- _What needs to be done_:
Output each entry verbatim and exclude every picture from it.

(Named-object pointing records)
■ ■ ■ ■ ■ ■ ■

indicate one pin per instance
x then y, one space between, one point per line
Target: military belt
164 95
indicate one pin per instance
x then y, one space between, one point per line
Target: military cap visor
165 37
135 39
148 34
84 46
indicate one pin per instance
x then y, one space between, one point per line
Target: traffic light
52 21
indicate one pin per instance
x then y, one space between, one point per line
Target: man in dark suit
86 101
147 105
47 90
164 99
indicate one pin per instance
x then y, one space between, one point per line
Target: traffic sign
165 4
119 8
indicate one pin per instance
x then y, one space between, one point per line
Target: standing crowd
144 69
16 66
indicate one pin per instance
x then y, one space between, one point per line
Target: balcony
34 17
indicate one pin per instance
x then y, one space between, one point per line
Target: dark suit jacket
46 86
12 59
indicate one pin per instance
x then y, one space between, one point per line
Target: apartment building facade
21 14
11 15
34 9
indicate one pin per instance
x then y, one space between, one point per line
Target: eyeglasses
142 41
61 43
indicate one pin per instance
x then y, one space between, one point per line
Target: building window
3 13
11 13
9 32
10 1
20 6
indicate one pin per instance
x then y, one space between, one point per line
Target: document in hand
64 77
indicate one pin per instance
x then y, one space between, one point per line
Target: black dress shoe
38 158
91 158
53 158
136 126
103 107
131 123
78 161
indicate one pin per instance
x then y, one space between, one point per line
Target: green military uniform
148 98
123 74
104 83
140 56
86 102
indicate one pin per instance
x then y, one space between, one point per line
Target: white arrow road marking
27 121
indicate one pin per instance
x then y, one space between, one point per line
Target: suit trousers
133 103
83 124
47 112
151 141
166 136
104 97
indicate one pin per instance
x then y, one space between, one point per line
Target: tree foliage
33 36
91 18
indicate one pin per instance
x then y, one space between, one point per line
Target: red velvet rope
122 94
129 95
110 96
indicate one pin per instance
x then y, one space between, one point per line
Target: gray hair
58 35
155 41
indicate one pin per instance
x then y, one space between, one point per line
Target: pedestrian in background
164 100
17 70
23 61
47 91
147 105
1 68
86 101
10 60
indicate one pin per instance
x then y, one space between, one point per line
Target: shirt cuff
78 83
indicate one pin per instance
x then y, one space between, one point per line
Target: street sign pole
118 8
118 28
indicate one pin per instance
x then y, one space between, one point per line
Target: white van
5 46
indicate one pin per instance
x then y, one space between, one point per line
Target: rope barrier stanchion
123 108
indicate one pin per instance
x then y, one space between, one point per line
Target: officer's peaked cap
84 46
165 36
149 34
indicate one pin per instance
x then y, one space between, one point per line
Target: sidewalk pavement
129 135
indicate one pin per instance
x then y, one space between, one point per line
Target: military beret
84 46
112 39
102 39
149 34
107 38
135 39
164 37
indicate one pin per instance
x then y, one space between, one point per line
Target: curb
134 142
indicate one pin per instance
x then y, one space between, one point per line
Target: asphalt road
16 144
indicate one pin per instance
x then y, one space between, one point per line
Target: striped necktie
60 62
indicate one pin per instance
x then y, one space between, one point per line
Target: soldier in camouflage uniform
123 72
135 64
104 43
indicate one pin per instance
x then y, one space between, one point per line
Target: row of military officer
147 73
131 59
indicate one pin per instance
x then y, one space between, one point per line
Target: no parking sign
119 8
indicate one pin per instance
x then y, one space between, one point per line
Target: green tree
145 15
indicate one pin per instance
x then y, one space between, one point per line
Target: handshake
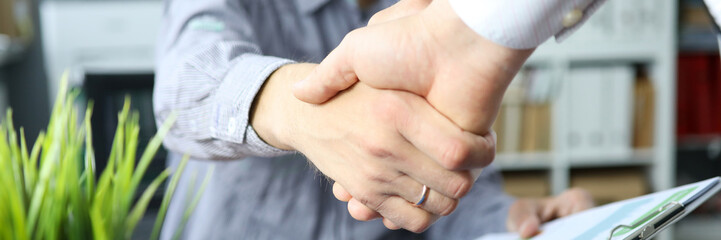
400 115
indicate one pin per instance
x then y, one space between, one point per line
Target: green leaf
166 199
139 210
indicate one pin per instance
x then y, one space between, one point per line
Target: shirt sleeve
482 211
714 8
208 71
524 24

■ ■ ■ ■ ■ ■ ■

- _Task answer_:
indicate one pin per instance
x then y, one space between, one point per line
Target: military belt
164 95
indicate one pin per instance
x then y, one space between, one point per line
Target: military cap visor
165 37
135 39
148 34
84 46
indicate one pin per instance
x then y, one space between, one point per line
Target: traffic light
52 21
indicate one pin per instance
x then y, one space between, one point per line
Target: man in dark suit
86 101
147 105
47 90
164 99
indicate one pin per instance
x then y, one space between, one point per line
Target: traffic sign
165 4
119 8
indicate one pin per instance
x then y, one space between, one point per line
Target: standing crowd
144 69
16 66
indicate one pin per instance
x then y, one space between, one point per line
Target: balcony
34 17
indicate one pin per instance
x then y, one space between, one point per line
Target: dark suit jacket
46 86
12 59
indicate one pin per instance
x then y, one space between, one point per line
Target: apartment building facade
21 14
11 15
34 9
indicate one pin per instance
x then y, one space between, one point per line
Target: eyeglasses
142 41
61 43
indicate one pin per instance
x then y, one space between, one point per line
Target: building window
3 13
11 13
9 32
10 1
20 6
indicate one pin per instance
x then y, one space between, one point per line
Target: document in hand
64 77
indicate one pin per instance
x then y, one space between, one point per line
Target: black dress shoe
38 158
91 158
53 158
136 126
103 107
131 123
78 161
indicate one pin per instance
x then y, one space between, one point per line
Target: green military uniform
148 98
123 74
104 83
140 56
86 102
indicate one pin per instance
x then y, one space between, one point per line
Target: white arrow road marking
27 121
indicate one pin per instance
x then y, one space between, one point per line
Target: suit trousers
133 103
83 124
47 112
151 141
166 136
104 97
indicate one pin per instance
x then y, one space between, one point per line
Target: tree foliage
33 36
91 18
indicate one pin per instance
x then y, one space between, one point per line
Target: red velvet rope
122 94
129 95
110 96
indicate one pin per instance
x then y, one space between, one point per line
Target: gray hair
58 35
155 41
indicate one pin per instance
x then y, one space between, one point per line
Target: pedestrian in background
164 100
17 70
23 61
47 91
147 105
1 68
86 101
10 60
indicate one pin per instance
x then y, one space between, one point per line
Target: shirt cuff
78 83
indicate one pin per instance
x then y, one space between, one point per line
Target: street sign pole
118 8
118 28
indicate one pin per instance
x then y, one space between, one point per line
Target: white van
5 46
indicate one pin per instance
x then y, one space between, one point per line
Target: rope barrier stanchion
123 108
indicate one pin per instance
x then y, one space between, one point per line
Target: officer's peaked cap
84 46
165 36
149 34
indicate one pin per instance
x then y, one space between, one point per line
Target: sidewalk pavement
129 135
indicate one pin per instance
x then y, one space between, one point per line
Target: military beret
84 46
112 39
102 39
149 34
107 38
135 39
164 37
indicate one pin per instance
x then y, one space between, one point per line
Target: curb
134 142
indicate one pin per instance
x then y, one space between, one point per line
Target: asphalt road
16 144
indicate one pin per instance
x then y, one space between, one point per line
Target: striped necktie
60 62
indicate one pin per instance
x then y, one space between, one point per line
Target: soldier in camouflage uniform
123 72
135 64
104 43
indicate one pin per instance
x then y, one space between, one point per line
Target: row of military officer
147 73
131 59
indicate one pin per instance
x then y, one space between, one point per line
Target: no parking sign
119 8
indicate one pin per instance
x then y, one space between, one point per line
Target: green tree
145 15
indicate one pin per instance
x then y, one space between, one point per line
Target: handshake
400 115
indicate one pin per instance
x then y, one space between, one point per line
Target: green leaf
166 199
139 210
indicate one pin per instance
x then y, one space between, one point per line
Target: shirt sleeve
482 211
714 8
208 71
524 24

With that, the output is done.